### What is asked
Copy out the lines below with every "photograph" swapped for "image" and nothing else changed. Leave the pictures out.

### Listed entries
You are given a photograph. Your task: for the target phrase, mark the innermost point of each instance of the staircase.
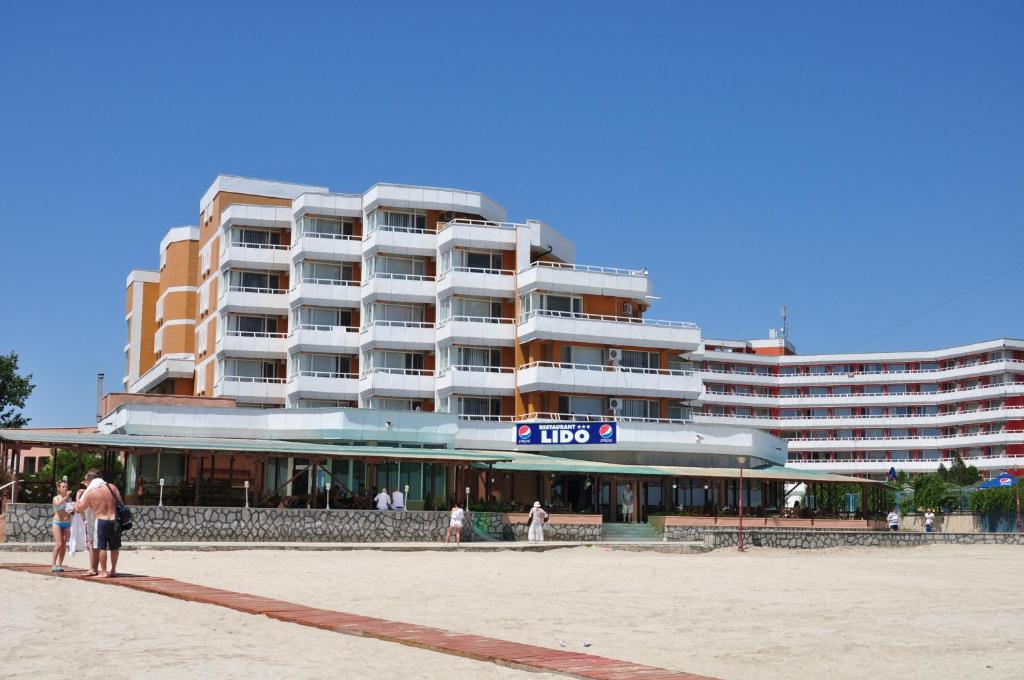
(620, 532)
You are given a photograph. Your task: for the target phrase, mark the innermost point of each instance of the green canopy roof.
(54, 438)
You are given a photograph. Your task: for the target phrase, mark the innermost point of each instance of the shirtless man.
(101, 501)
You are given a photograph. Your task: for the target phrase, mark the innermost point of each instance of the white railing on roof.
(586, 267)
(397, 324)
(323, 374)
(476, 222)
(476, 320)
(400, 277)
(604, 368)
(328, 282)
(606, 317)
(590, 418)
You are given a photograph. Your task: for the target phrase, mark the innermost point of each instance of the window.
(328, 272)
(245, 368)
(561, 303)
(396, 362)
(326, 366)
(472, 406)
(640, 409)
(396, 405)
(322, 319)
(395, 313)
(389, 265)
(397, 220)
(640, 359)
(328, 227)
(254, 282)
(476, 356)
(251, 326)
(582, 406)
(583, 355)
(251, 237)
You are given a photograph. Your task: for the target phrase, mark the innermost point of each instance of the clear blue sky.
(858, 162)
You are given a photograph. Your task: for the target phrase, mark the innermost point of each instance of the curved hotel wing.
(406, 300)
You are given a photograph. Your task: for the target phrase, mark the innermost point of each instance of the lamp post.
(742, 461)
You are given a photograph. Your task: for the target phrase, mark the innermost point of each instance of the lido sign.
(566, 433)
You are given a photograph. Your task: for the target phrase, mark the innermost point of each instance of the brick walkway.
(513, 654)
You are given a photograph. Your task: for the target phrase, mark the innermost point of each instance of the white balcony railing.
(609, 380)
(608, 330)
(476, 380)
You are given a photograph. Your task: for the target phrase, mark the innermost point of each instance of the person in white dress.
(537, 518)
(397, 500)
(455, 524)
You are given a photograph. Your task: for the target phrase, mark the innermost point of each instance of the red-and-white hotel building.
(412, 298)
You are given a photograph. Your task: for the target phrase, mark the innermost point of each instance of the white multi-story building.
(412, 298)
(867, 413)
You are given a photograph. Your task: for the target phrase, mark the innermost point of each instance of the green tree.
(14, 389)
(963, 474)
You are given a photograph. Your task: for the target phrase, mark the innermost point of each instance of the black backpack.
(122, 514)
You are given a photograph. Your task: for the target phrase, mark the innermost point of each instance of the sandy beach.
(921, 612)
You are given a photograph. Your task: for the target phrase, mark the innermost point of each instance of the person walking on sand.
(455, 523)
(893, 520)
(628, 504)
(60, 526)
(103, 502)
(537, 518)
(929, 521)
(397, 500)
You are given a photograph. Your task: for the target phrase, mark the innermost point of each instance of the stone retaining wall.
(810, 539)
(31, 523)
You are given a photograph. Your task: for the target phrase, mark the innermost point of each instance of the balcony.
(251, 255)
(242, 299)
(258, 216)
(476, 380)
(333, 248)
(401, 383)
(610, 380)
(397, 335)
(325, 292)
(476, 234)
(328, 339)
(491, 331)
(609, 331)
(399, 288)
(251, 390)
(243, 343)
(318, 385)
(581, 279)
(478, 283)
(399, 241)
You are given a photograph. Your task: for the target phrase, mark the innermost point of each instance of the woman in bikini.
(60, 526)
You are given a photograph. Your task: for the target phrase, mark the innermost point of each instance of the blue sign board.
(565, 433)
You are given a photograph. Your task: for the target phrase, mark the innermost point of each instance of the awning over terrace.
(152, 443)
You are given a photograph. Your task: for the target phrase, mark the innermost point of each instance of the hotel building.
(419, 299)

### Response
You are given a image. Your task: for the target phrase, mark the innermost point of each instance of the staircase.
(620, 532)
You are given a image. Your task: for the target phrase, mark the innermost point of each instance of the green canopy roof.
(54, 438)
You are given a image. Your task: for the target phrase, mark the innermost point of each instance of the shirtless man.
(101, 501)
You are given a image. Your task: for the target phrase, mark the innermost point of each instance of the white railing on roof.
(586, 267)
(397, 324)
(323, 374)
(476, 222)
(476, 320)
(400, 277)
(604, 368)
(328, 282)
(606, 317)
(590, 418)
You are given a image. Your task: for the target phrase, mark the innermost point of each instance of the window.
(328, 272)
(245, 368)
(561, 303)
(396, 362)
(326, 366)
(472, 406)
(640, 409)
(396, 405)
(322, 319)
(395, 313)
(389, 265)
(397, 220)
(640, 359)
(328, 227)
(254, 282)
(476, 356)
(251, 326)
(582, 406)
(583, 355)
(251, 237)
You are given a image. Your task: for the target phrase, mark the innermost point of each instance of the clear blue sky.
(858, 162)
You are given a image. Your task: for the target phrase, mark the innermost point of each instance of the curved hotel wing.
(406, 300)
You are given a image. Your task: for the target phrase, mark the innermost point of each instance of the lamp post.
(742, 461)
You are given a image. Your task: for the target phrase, mark the innermost point of each instance of the lido sign.
(566, 433)
You are given a image. Your task: for the target phrase, mark the innermost point of each instance of the brick walkway.
(513, 654)
You are given a image. Your task: for the target phrase, mark the innermost point of each instance of the white balcony railing.
(609, 380)
(608, 330)
(476, 380)
You are given a image. Your task: for the target phrase, mark the innermost point of each instance of the person in white dress.
(537, 518)
(397, 500)
(455, 524)
You are given a image. Your task: for the target phrase, mark the innermost point of each instance of the red-and-white hotel building.
(412, 298)
You are given a image. Your task: for the target phrase, mark the innermost point of each instance of the white multi-story building.
(412, 298)
(867, 413)
You are given a image. Your task: for the target phrase, mark the innermost point of each instance of the green tree.
(14, 389)
(963, 474)
You are given a image. Your task: for the target phrase, mark the innermost point of each instance of the black backpack.
(122, 514)
You are given a image. Your task: for the target phrase, mark the innermost point of each instance of the sandy beach.
(921, 612)
You are given a image. Your task: for the target phrase, mark the innermost point of each instance of the person walking on sand.
(455, 523)
(893, 520)
(628, 504)
(60, 526)
(103, 502)
(537, 518)
(929, 521)
(397, 500)
You are given a image. Your task: for the target phrase, mark the innermost point of each instance of the stone retaining wall.
(810, 539)
(31, 523)
You are given a image. Your task: for the target phrase, mark the innermost point of each instance of the balcony.
(251, 255)
(242, 299)
(258, 216)
(476, 380)
(333, 248)
(401, 383)
(610, 380)
(397, 335)
(325, 292)
(476, 234)
(328, 339)
(491, 331)
(609, 331)
(399, 288)
(251, 390)
(243, 343)
(318, 385)
(581, 279)
(478, 283)
(399, 241)
You are given a image. Your task: for the target phrase, mark the innermost point of each instance of the woman in bikini.
(60, 526)
You are given a image. Your task: for the target phrase, mark the innermost point of each instance of the blue sign board.
(565, 433)
You are given a image. Your task: for the target phrase, mark the innermost point of each instance of the awning over terrace.
(152, 443)
You are given a image. Your task: for the target phrase, mark the innermost point of each instance of the hotel building.
(419, 299)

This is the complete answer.